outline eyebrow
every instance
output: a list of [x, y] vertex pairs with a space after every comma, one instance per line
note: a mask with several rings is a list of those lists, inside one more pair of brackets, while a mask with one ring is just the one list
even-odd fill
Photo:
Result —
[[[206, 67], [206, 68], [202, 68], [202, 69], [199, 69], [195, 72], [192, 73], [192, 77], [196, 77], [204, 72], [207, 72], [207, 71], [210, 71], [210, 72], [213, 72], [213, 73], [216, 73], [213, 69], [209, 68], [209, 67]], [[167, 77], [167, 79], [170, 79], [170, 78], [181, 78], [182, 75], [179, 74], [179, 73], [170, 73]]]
################
Exercise prompt
Word for word, return all of the records.

Solution to this exercise
outline eyebrow
every instance
output: a list of [x, y] vertex pairs with a space after every comma, one instance per line
note: a mask with several rings is a list of those lists, inside one more pair of brackets, while a mask with one ring is just the one list
even-odd fill
Photo:
Result —
[[[206, 67], [206, 68], [202, 68], [202, 69], [199, 69], [195, 72], [192, 73], [192, 77], [196, 77], [204, 72], [207, 72], [207, 71], [210, 71], [210, 72], [213, 72], [213, 73], [216, 73], [213, 69], [209, 68], [209, 67]], [[167, 77], [167, 79], [170, 79], [170, 78], [181, 78], [182, 75], [179, 74], [179, 73], [170, 73]]]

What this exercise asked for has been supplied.